#### [DESCRIPTION OF THE TASK]
Copy out all of the material below word for word, keeping every line unchanged. Leave the pictures out of your copy.

#### [INPUT MATERIAL]

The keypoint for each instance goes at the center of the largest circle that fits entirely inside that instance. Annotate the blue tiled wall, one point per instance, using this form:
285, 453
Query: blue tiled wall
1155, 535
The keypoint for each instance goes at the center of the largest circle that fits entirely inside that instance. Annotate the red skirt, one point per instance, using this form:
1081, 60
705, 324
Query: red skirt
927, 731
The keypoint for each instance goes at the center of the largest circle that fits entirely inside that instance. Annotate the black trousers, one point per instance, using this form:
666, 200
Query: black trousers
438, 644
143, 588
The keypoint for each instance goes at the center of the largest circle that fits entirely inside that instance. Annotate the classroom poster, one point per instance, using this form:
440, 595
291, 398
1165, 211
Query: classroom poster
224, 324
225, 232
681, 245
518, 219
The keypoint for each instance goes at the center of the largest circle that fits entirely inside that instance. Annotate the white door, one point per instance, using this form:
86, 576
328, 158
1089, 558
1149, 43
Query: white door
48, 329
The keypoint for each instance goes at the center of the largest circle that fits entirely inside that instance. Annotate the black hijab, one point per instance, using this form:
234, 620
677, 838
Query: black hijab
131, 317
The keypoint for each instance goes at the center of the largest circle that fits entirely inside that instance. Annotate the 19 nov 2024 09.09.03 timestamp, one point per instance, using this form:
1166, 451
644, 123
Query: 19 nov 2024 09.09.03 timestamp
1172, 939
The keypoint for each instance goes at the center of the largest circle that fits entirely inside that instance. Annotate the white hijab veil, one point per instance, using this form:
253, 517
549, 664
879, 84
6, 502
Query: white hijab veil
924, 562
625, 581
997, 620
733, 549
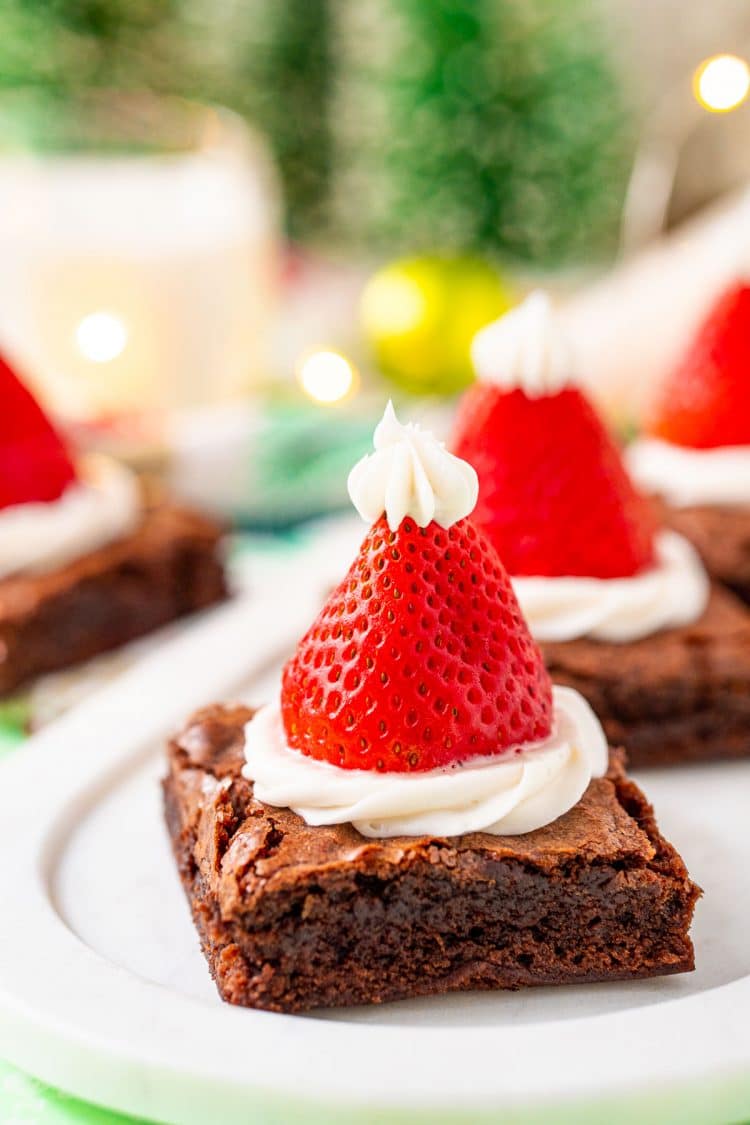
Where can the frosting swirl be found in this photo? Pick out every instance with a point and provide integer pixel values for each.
(674, 592)
(525, 350)
(692, 476)
(102, 505)
(410, 474)
(515, 793)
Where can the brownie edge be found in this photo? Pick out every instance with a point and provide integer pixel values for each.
(169, 566)
(292, 917)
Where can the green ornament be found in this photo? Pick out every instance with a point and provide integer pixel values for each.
(421, 314)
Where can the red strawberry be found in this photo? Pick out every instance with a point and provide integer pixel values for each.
(706, 401)
(419, 658)
(554, 497)
(34, 462)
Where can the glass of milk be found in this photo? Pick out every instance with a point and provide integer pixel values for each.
(138, 254)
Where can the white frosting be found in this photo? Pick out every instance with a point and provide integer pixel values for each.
(692, 476)
(506, 797)
(102, 505)
(525, 350)
(412, 474)
(674, 592)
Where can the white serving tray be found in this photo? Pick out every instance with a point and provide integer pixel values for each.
(104, 990)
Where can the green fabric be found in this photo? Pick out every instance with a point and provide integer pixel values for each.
(26, 1101)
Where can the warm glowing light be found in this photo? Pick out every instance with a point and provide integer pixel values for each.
(101, 336)
(326, 376)
(722, 83)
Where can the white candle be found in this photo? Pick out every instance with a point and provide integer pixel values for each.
(139, 281)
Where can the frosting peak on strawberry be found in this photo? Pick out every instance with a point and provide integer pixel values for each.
(554, 498)
(421, 657)
(525, 349)
(410, 474)
(35, 466)
(705, 403)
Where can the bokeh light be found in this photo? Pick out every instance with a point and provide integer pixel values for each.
(326, 376)
(722, 82)
(101, 336)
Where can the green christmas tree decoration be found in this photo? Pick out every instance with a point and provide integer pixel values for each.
(477, 125)
(282, 71)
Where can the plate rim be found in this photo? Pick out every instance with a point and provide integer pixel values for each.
(53, 987)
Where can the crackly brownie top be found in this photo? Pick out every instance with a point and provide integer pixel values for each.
(240, 837)
(722, 635)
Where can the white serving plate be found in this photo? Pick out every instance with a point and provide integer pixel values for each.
(104, 990)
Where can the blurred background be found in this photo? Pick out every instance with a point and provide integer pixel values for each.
(229, 230)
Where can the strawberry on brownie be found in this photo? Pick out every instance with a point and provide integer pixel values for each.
(695, 453)
(623, 609)
(84, 564)
(421, 809)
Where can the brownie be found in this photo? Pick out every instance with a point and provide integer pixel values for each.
(721, 534)
(294, 917)
(676, 696)
(169, 566)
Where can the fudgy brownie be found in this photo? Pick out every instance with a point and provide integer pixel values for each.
(676, 696)
(295, 917)
(721, 534)
(169, 566)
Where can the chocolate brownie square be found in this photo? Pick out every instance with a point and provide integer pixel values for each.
(721, 534)
(169, 566)
(294, 917)
(676, 696)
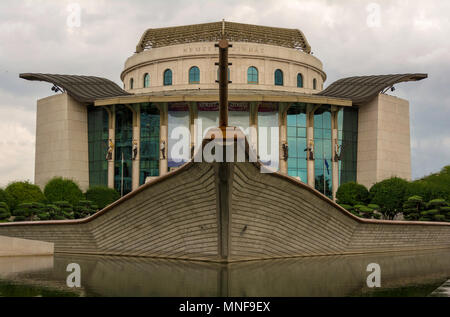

#### [RESPONSE]
The keypoint for each instance goes at the center of the largest circle that fits entirely inside that instance. Annotate the blue tiled wall, one point per instance, using this form:
285, 453
Query: blue tiled wall
1155, 535
The keypoint for each instance goes at the center of the largest circle that fits entirely inside that instance. Annotate the red skirt, one point per instance, using this form:
1081, 60
705, 324
Query: red skirt
927, 731
The keypoint for each instance goes at the center of the largest circle that fits entirely inside that instance. Annotate the black trousers, one point per instance, using this form:
666, 200
Query: black trousers
438, 644
143, 588
The keypoint for each instance goes at the center of the largest circle that fits entirely inside that instance. Annotate the classroom poster, one point per instance, using this form:
440, 595
291, 398
1165, 211
Query: classroom poster
224, 324
225, 232
681, 245
518, 219
The keypoint for each instance goes at the center of the largest circle that fits entirely inside that instance. Annotate the white door, one point per instance, using this form:
86, 576
328, 158
1089, 558
1149, 43
Query: white door
48, 329
The keypoint for each instance goes at the center of the largest circle that fits entirely inside that instance. Annotate the black hijab, one point per instance, using this form:
234, 620
677, 838
Query: black hijab
131, 317
The keypoint for each instance goes at the center of the largest circle that fits entirely inside that instance. Annotate the 19 nov 2024 09.09.03 timestamp, one point per instance, using this form:
1166, 451
644, 123
Query: 19 nov 2024 09.09.03 timestamp
1172, 939
The keypoint for each instance goes at the center of the largest circle that fits entirely inside that instance. Annotate the white hijab veil, one point per instance, using this form:
253, 517
549, 664
879, 84
6, 502
Query: white hijab veil
924, 562
625, 581
997, 620
733, 549
Where can the frosting swirl be found in this photo? Pick out every instance with a point and provide integer pixel values for each.
(674, 592)
(525, 350)
(692, 476)
(102, 505)
(410, 474)
(515, 793)
Where can the brownie edge be found in this photo? Pick out every instance with a point and provide integer pixel values for each.
(169, 566)
(292, 917)
Where can the green ornament be found in this photo? Pick out every instance with a point and provide integer pixel values for each.
(421, 314)
Where can the red strawberry be found in this photo? Pick out every instance with a point and provide integer pixel values for each.
(706, 401)
(419, 658)
(554, 497)
(34, 462)
Where can the glass of milk be found in this photo? Pick out every instance with a point and provide integer pixel values for each.
(138, 254)
Where can the white frosting be found in this photo? Pick out every instance with a point and provide integer pixel values for each.
(692, 476)
(506, 797)
(102, 505)
(525, 350)
(412, 474)
(674, 592)
Where can the white serving tray be found in this photo? Pick out every instance with a point and provide integer pixel values for each.
(104, 990)
Where can the green fabric be found in this photo? Pick out every instance with a point and provide integer pixel values for each.
(26, 1101)
Where can the warm glowing light be found in this photo? Pick out every instance with a point and provide integer pixel values for each.
(101, 336)
(326, 376)
(722, 83)
Where can the white candle be found in this photo? Pick out every instance with a point and provide integer pixel values for each.
(139, 281)
Where can the frosting peak on strawberry be found in this photo? Pick out every instance with a point and provide integer pixel values for each.
(554, 498)
(421, 657)
(525, 349)
(410, 474)
(35, 466)
(705, 403)
Where can the bokeh light be found in this photo? Pick out every instance with a point and provide integer pixel values for each.
(326, 376)
(722, 82)
(101, 336)
Where can the green christmas tree decoration be found in this photo? Pick out every instance with a point and provide integer pixel values for each.
(477, 125)
(282, 71)
Where can the plate rim be found in this photo? Pick out every instance with a point and provide integer pixel values for each.
(53, 987)
Where can the crackly brownie top be found in this photo? Pick out every instance with a point and provide integer pixel values for each.
(240, 837)
(722, 635)
Where can the white serving plate be found in this photo? Pick out every instance with a point and provide integer pixel values for each.
(104, 990)
Where can the blurred background be found in this photo? Pick out every instance with a point and provide integer pixel values for each.
(229, 230)
Where can the strawberry on brownie be found in this photo? Pick out every instance with a point and provide integer pixel values for each.
(695, 453)
(623, 609)
(84, 564)
(421, 809)
Where can the brownie be found in this photo? Pick out every instance with a point and provide integer pixel values for each.
(721, 534)
(294, 917)
(676, 696)
(169, 566)
Where can the fudgy brownie be found in this photo? Pick out every instance with a point and provide integer pixel values for each.
(676, 696)
(295, 917)
(721, 534)
(169, 566)
Where can the chocolate brownie square be found in this photo? Pick out every instance with a point and provide integer pixel values for each.
(721, 534)
(169, 566)
(294, 917)
(676, 696)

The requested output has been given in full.